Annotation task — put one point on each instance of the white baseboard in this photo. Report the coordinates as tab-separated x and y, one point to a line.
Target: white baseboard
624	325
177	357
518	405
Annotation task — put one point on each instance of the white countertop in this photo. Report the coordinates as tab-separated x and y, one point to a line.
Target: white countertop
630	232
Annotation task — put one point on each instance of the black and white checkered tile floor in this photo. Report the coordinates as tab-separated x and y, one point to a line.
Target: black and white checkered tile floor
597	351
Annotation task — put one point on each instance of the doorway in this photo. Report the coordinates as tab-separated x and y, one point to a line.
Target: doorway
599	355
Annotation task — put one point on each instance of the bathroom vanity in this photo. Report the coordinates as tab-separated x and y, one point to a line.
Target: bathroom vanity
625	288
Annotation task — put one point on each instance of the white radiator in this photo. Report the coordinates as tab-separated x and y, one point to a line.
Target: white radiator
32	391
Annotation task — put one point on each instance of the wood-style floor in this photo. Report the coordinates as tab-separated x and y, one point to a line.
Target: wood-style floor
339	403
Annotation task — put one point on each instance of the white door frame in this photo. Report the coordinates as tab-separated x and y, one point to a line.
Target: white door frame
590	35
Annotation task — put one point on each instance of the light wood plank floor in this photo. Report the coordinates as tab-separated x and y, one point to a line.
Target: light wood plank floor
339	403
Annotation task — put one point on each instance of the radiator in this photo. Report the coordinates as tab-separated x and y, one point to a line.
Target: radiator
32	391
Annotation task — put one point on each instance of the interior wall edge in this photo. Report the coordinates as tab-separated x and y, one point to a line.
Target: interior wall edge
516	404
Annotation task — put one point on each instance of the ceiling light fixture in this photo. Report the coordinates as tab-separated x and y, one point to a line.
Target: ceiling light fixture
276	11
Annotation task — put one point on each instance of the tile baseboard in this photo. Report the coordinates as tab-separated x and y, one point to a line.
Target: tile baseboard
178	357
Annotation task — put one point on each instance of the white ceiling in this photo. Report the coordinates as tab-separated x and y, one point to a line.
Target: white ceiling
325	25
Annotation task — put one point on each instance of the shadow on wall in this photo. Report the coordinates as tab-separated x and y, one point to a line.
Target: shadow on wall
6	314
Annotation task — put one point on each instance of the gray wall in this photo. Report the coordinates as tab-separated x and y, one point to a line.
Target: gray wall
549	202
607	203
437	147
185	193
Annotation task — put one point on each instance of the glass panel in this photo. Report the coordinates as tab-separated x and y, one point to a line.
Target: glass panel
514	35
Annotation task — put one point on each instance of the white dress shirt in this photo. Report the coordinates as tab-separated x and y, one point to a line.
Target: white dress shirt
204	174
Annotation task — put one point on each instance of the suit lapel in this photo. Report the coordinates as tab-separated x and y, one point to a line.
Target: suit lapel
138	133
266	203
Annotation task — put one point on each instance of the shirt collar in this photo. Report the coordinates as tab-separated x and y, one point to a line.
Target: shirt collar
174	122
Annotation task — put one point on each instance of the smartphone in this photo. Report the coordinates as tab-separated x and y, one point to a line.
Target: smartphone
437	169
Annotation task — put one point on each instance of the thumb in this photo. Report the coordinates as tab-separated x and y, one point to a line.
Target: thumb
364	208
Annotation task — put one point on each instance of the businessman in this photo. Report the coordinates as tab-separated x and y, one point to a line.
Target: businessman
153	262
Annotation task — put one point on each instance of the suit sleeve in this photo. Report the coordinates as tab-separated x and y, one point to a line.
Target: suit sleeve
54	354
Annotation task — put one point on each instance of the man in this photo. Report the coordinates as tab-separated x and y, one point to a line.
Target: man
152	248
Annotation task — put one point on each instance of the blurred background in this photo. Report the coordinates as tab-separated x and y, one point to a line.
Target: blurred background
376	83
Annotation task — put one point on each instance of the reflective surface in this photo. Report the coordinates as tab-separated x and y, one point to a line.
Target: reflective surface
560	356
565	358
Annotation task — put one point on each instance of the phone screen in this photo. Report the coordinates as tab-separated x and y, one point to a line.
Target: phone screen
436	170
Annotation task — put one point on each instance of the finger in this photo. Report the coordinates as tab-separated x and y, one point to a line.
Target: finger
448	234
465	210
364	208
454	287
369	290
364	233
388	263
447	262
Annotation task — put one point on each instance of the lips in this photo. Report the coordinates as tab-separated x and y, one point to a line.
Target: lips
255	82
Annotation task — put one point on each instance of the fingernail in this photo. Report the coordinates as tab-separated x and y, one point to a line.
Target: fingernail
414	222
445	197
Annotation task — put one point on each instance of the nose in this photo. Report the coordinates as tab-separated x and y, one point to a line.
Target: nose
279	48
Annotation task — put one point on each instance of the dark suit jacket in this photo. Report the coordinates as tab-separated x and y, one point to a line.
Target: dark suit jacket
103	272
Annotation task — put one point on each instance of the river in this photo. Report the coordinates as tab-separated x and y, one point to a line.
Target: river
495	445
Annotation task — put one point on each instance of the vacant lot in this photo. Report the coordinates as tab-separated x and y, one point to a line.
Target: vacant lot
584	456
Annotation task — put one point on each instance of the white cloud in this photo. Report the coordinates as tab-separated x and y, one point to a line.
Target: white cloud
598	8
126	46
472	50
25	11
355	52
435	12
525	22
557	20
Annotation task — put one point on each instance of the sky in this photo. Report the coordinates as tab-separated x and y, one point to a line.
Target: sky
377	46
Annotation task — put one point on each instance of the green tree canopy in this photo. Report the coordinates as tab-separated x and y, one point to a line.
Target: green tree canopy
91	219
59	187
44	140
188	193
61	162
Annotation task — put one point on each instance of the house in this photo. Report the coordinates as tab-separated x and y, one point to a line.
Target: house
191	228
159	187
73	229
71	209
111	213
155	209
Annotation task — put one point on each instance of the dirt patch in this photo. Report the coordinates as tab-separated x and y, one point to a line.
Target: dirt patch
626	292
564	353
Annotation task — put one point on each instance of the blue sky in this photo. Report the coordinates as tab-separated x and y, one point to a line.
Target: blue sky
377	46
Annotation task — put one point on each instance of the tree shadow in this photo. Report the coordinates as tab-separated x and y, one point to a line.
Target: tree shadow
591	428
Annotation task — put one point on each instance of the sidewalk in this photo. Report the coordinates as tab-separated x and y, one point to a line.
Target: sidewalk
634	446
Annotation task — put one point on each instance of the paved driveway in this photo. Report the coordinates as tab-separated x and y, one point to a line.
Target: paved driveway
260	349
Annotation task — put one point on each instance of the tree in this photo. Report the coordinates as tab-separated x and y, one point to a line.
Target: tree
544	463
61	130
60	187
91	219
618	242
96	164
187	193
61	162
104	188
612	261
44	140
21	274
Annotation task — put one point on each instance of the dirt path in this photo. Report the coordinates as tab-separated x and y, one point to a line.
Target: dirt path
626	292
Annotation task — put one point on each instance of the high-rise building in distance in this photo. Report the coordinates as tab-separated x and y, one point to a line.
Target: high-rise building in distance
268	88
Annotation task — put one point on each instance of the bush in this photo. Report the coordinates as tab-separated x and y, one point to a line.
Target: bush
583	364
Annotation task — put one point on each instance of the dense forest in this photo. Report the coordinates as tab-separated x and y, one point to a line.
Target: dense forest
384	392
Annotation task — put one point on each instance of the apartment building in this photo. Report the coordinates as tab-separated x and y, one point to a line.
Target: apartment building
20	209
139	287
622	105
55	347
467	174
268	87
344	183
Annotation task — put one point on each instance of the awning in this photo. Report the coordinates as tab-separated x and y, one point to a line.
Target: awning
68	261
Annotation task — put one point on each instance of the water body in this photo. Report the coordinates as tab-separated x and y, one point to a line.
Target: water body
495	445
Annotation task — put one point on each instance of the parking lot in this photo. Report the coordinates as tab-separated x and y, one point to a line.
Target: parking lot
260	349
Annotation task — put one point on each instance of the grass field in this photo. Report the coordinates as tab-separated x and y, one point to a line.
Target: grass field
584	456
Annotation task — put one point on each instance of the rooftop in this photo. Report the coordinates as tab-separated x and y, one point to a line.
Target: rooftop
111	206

◆ ◆ ◆ ◆ ◆

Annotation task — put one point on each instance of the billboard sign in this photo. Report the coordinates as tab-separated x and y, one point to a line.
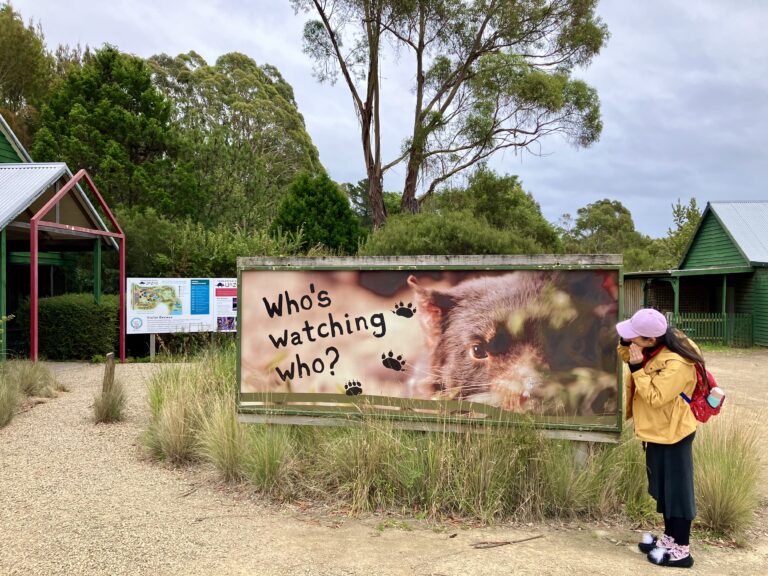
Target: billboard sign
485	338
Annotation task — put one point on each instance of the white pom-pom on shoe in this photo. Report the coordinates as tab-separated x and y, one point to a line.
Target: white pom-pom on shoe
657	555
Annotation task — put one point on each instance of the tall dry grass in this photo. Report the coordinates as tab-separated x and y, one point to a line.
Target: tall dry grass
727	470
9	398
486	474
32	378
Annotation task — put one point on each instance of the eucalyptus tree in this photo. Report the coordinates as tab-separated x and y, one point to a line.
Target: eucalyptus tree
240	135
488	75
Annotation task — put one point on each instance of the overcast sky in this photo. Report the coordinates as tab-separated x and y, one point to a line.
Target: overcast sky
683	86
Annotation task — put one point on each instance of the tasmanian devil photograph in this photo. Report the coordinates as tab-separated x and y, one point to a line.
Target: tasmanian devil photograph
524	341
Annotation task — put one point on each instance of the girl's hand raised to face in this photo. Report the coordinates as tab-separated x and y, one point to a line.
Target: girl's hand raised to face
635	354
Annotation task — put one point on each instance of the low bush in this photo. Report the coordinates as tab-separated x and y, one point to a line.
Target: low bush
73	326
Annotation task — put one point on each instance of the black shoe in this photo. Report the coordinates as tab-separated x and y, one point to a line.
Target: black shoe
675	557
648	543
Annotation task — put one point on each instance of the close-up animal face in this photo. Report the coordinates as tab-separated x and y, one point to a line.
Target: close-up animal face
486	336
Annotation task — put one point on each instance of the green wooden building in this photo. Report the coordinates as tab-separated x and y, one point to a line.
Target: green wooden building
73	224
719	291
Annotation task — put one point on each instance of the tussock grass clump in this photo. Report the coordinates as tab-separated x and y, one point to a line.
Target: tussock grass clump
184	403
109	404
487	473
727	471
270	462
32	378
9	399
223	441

◆ ◆ ◆ ◆ ◆

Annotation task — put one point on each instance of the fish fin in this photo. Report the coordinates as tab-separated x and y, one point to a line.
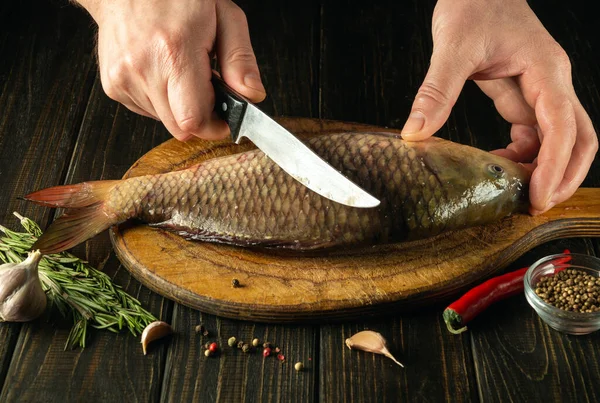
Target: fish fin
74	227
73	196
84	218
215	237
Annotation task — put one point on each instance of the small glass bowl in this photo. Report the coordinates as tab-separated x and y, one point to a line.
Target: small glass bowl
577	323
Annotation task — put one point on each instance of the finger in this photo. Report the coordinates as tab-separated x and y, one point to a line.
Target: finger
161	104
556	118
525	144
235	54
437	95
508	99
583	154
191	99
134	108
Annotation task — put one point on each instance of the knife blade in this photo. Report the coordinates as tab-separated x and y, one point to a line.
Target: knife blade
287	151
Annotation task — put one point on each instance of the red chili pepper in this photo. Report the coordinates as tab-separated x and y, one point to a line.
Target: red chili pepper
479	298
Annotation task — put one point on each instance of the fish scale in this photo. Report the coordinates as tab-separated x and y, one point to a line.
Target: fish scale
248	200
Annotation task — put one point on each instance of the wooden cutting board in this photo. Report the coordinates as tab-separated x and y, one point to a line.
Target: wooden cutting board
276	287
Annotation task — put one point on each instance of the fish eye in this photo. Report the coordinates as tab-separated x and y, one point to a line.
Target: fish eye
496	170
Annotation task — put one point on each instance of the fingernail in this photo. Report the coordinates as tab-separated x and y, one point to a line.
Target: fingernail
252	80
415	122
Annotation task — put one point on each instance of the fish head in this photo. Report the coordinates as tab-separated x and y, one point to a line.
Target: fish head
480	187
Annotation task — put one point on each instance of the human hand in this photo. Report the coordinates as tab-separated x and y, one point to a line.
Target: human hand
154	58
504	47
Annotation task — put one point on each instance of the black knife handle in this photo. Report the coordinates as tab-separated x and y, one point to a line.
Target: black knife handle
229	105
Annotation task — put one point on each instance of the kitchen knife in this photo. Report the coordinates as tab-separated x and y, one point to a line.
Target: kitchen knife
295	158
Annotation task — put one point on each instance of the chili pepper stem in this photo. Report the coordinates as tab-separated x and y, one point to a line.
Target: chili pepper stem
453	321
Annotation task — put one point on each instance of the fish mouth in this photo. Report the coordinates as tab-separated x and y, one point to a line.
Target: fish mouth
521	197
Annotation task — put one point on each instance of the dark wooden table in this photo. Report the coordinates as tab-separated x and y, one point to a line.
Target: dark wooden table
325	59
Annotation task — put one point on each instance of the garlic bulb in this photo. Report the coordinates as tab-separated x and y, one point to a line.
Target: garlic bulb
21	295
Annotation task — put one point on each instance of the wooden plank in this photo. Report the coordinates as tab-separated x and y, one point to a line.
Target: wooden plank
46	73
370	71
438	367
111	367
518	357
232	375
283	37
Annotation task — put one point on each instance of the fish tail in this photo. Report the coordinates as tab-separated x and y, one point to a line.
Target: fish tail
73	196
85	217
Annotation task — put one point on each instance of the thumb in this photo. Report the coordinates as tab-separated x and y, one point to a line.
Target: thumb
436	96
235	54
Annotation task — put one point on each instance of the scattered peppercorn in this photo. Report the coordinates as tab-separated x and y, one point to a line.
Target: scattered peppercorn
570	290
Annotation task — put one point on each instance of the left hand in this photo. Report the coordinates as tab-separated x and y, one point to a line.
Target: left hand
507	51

◆ ◆ ◆ ◆ ◆

Please return each line of the material above that contains the word "girl".

§ ANSWER TO THE EXERCISE:
Annotation task — put one point on each instance of the girl's hand raised to face in this photo. Report the coordinates as tab-separated x and y, one point to a line.
Target: girl's hand raised to face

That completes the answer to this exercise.